## What to work on
What you return must match the records exactly, line for line.

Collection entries
§
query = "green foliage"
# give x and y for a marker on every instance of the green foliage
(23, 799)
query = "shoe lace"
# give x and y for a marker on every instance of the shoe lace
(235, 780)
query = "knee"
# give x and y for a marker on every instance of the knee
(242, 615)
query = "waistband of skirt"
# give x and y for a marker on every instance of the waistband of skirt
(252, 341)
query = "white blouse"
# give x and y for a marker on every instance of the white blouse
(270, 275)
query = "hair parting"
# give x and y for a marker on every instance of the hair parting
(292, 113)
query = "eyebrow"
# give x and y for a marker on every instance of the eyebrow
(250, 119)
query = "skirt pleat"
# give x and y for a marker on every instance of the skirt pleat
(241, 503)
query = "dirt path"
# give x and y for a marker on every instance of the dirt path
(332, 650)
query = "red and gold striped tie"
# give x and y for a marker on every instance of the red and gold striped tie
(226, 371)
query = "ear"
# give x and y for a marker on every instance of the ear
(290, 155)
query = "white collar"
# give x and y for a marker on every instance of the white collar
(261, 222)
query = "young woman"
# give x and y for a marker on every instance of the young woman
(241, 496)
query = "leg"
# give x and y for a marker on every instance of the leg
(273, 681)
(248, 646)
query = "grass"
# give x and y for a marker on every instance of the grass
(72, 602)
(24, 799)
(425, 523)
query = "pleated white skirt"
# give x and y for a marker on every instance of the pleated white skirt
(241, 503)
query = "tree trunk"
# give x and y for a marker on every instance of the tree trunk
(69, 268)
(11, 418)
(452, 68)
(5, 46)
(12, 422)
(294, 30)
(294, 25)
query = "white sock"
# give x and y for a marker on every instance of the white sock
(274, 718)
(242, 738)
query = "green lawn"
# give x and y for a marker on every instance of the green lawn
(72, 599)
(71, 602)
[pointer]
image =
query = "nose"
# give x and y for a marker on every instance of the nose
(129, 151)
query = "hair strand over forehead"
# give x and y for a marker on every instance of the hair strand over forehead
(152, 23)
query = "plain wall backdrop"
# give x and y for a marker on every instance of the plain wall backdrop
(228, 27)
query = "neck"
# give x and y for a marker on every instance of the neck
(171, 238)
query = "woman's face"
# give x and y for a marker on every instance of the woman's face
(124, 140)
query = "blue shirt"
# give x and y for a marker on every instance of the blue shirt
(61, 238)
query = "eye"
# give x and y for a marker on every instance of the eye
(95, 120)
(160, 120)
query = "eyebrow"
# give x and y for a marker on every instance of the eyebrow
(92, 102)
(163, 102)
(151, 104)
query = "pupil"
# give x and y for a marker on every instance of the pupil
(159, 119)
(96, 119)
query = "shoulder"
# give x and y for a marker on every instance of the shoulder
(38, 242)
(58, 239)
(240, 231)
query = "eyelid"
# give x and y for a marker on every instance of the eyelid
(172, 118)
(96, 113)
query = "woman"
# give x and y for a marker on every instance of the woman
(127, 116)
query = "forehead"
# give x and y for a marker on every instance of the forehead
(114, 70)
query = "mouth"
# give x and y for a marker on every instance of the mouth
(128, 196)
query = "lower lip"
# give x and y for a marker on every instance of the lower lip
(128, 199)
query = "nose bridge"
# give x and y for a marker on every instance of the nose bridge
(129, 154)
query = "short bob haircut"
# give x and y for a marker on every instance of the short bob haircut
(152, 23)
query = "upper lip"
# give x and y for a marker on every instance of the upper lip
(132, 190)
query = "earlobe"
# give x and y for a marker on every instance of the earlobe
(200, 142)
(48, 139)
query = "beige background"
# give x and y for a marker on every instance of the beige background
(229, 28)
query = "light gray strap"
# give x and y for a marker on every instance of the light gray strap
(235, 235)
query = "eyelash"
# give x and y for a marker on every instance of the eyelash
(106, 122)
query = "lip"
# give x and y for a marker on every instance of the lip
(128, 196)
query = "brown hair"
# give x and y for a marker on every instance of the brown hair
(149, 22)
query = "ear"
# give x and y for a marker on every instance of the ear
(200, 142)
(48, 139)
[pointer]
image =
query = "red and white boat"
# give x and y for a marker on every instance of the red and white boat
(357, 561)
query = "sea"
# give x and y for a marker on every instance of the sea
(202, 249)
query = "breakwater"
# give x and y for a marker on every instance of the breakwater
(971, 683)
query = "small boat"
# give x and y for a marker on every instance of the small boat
§
## Task response
query = "green foliage"
# give x and y for a marker on every instance of the green foliage
(23, 799)
query = "shoe lace"
# give x and y for a marker on every instance of the shoe lace
(235, 780)
query = "knee"
# give x and y for a marker on every instance of the knee
(242, 615)
query = "waistband of skirt"
# give x and y for a marker on every instance of the waistband of skirt
(252, 341)
query = "white blouse"
# give x and y for a marker on every instance of the white blouse
(270, 275)
query = "hair parting"
# give x and y for a marker on every instance of the hair parting
(292, 113)
query = "eyebrow"
# give x and y for a marker on every instance of the eyebrow
(250, 119)
query = "skirt pleat"
# give x and y for a marker on every instance of the skirt pleat
(241, 503)
query = "dirt path"
# give x and y for a marker on every instance of the dirt path
(332, 650)
query = "red and gold striped tie"
# give x and y for a marker on every instance of the red and gold striped tie
(226, 371)
query = "ear"
# give x and y for a marker on every instance of the ear
(290, 155)
query = "white collar"
# give x and y for a marker on every instance of the white collar
(261, 222)
query = "young woman"
# give x and y for a marker on every instance of the young woman
(241, 496)
query = "leg"
# give x and y for a marker on every instance of the leg
(273, 681)
(248, 646)
query = "grass"
# give x and y for a marker on every instance of the grass
(72, 602)
(24, 799)
(425, 523)
query = "pleated white skirt"
# give x and y for a marker on every instance of the pleated white skirt
(241, 503)
query = "tree trunk"
# give x and y for a marker on every instance of the tree trunk
(69, 268)
(11, 418)
(452, 68)
(5, 46)
(12, 422)
(294, 30)
(294, 25)
query = "white sock"
# give x and y for a marker on every instance of the white sock
(274, 718)
(242, 738)
query = "green lawn"
# give x and y for a marker on every instance of the green lawn
(72, 599)
(71, 602)
[pointer]
image =
query = "nose"
# give x and y for a marker on every instance of the nose
(129, 151)
query = "hair strand over forehead"
# give x and y for a marker on every instance of the hair strand over forehead
(152, 23)
query = "plain wall backdrop"
# give x and y for a marker on every instance of the plain wall backdrop
(228, 27)
query = "neck"
# give x and y for a marker on every instance of the neck
(171, 238)
query = "woman's face"
# give x and y for a marker on every instance of the woman's face
(124, 140)
query = "blue shirt"
# give x and y for a marker on every instance of the blue shirt
(61, 238)
query = "eye"
# give x and y for a marker on every instance of the eye
(95, 120)
(160, 120)
query = "eyebrow"
# give x and y for a marker on every instance of the eyebrow
(92, 102)
(163, 102)
(151, 104)
query = "pupil"
# give x and y for a marker on every instance of the pupil
(159, 119)
(96, 119)
query = "shoulder"
# give x and y for a marker on every instance of the shoulder
(38, 242)
(58, 239)
(240, 231)
query = "eyelid"
# give x and y for a marker on every instance of the eyelid
(172, 118)
(96, 113)
query = "woman"
# give x and y for a marker on every instance of the woman
(127, 116)
query = "forehead"
# give x and y for a marker on every instance of the forehead
(114, 70)
query = "mouth"
# give x and y for a marker on every instance of the mouth
(128, 196)
query = "lower lip"
# give x and y for a marker on every instance of the lower lip
(128, 199)
query = "nose bridge"
# give x and y for a marker on every instance of the nose bridge
(129, 154)
query = "short bob haircut"
# give x and y for a marker on every instance of the short bob haircut
(152, 23)
query = "upper lip"
# give x and y for a marker on every instance of the upper lip
(132, 190)
query = "earlobe"
# give x and y for a marker on every instance of the earlobe
(200, 142)
(48, 139)
query = "beige background"
# give x and y for a marker on every instance of the beige background
(229, 28)
query = "light gray strap"
# give x and y for a marker on every instance of the light gray strap
(235, 235)
query = "eyelash"
# give x and y for a marker on every instance of the eyelash
(106, 122)
query = "lip"
# give x and y for a marker on every instance of the lip
(128, 196)
query = "brown hair"
# give x and y for a marker on every instance of the brown hair
(149, 22)
query = "ear"
# give x and y for a marker on every instance of the ear
(200, 142)
(48, 139)
[pointer]
image =
query = "red and white boat"
# give x and y for a marker on every instance of the red and white boat
(357, 561)
query = "sea"
# give x and y for a marker on every instance of the sea
(202, 249)
query = "breakwater"
# give x and y for a marker on every instance of the breakwater
(971, 683)
query = "small boat"
# give x and y for a marker on every instance of the small boat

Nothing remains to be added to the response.